**Work request:**
Search the listing below for the word "query" and copy each line that holds it.
---*---
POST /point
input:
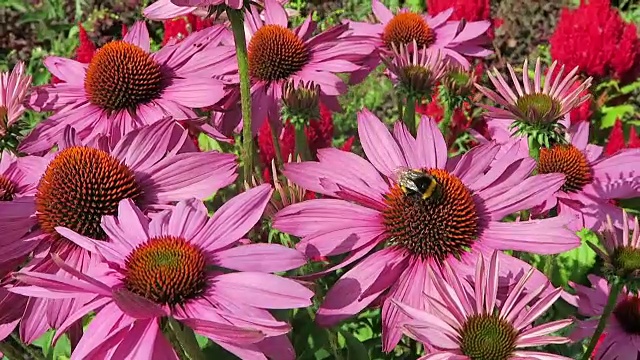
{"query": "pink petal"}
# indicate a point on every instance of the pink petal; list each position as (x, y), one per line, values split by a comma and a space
(262, 290)
(235, 218)
(361, 285)
(138, 35)
(259, 258)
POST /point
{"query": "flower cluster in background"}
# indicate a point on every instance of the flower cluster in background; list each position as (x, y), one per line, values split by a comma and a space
(256, 180)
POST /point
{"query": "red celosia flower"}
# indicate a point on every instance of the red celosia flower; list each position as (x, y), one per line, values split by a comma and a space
(596, 38)
(180, 27)
(84, 52)
(469, 10)
(617, 142)
(319, 135)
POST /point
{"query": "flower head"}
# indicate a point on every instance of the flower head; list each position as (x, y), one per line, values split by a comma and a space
(595, 38)
(622, 330)
(621, 252)
(153, 166)
(279, 55)
(171, 266)
(396, 236)
(536, 109)
(471, 325)
(13, 91)
(125, 87)
(591, 180)
(416, 73)
(454, 39)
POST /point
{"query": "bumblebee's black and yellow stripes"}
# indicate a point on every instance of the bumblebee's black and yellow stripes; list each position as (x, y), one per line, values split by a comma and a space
(417, 182)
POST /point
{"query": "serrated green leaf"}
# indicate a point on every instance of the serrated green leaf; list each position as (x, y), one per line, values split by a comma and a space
(356, 350)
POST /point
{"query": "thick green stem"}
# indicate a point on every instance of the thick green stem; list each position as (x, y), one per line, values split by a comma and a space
(237, 26)
(608, 309)
(187, 340)
(410, 115)
(302, 146)
(276, 147)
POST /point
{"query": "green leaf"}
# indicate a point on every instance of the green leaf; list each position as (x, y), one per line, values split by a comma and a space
(357, 350)
(574, 265)
(614, 112)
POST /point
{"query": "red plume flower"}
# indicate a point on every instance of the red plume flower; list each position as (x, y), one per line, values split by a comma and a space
(596, 38)
(180, 27)
(617, 142)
---*---
**Answer to this problem:**
{"query": "pink petal"}
{"query": "flower cluster in background"}
{"query": "red celosia flower"}
{"query": "flower head"}
{"query": "bumblebee's black and yellow stripes"}
{"query": "serrated green leaf"}
{"query": "thick green stem"}
{"query": "green leaf"}
{"query": "red plume flower"}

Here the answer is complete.